**Document:**
-- start --

Hauptinhalt

Deploy a Real-Time Video Frame Accumulator by Using External Memory

Since R2026a

In video processing designs, delaying entire frames is often necessary for algorithms such as temporal accumulation, motion estimation, or multi-frame noise reduction. However, storing full frames internally in a field-programmable gate array (FPGA) can quickly exceed the available on-chip memory, such as block random-access memory (RAM), especially when working with high-resolution video formats. To address this, you can offload delayed frames to external memory.

In this example, you create a recursive frame accumulator for 720p video on a Zynq®-based FPGA using HDL Coder. You use frame-to-sample optimization to convert a frame-based model into a pixel-streaming architecture, which you deploy in real-time by using AXI4-Stream Video interfaces.

To run this example, install and set up this software and hardware:

Open and Examine the Model

Open the hdlFrameAccumulator model. The DUT subsystem models a frame accumulator that computes the output using the complete frame at each time step. The model uses a recursive temporal filter that enhances motion by comparing the current frame to a delayed frame and accumulating the result over time.

-- end --

(Dataset excerpts on object pointing)
-- start --

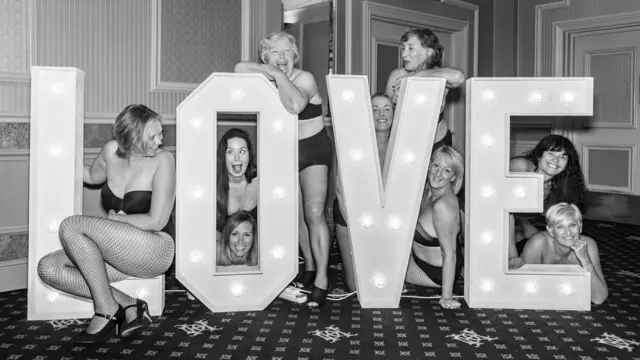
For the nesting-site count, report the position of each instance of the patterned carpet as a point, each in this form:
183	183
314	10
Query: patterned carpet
419	329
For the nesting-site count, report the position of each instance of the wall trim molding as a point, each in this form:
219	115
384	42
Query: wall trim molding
245	30
476	28
25	77
156	55
540	9
307	15
13	274
14	230
563	31
348	42
15	118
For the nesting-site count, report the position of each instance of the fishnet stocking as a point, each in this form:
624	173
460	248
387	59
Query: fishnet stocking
98	251
416	276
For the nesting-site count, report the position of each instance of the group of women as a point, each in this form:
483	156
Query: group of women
136	238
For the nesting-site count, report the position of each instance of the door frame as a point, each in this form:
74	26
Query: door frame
565	34
461	41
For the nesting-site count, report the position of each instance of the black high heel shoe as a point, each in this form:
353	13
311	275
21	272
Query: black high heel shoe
318	296
115	321
142	313
306	279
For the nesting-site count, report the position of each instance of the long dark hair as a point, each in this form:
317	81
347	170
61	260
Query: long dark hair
568	186
222	176
224	256
429	40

-- end --

**Problem to solve:**
Answer these questions about the frame accumulator page:
(a) What video resolution does the recursive frame accumulator in the example target?
(b) Which interfaces are used to deploy the pixel-streaming architecture in real time?
(c) What does the recursive temporal filter compare the current frame to?

**Worked answer:**
(a) 720p video.
(b) AXI4-Stream Video interfaces.
(c) A delayed frame.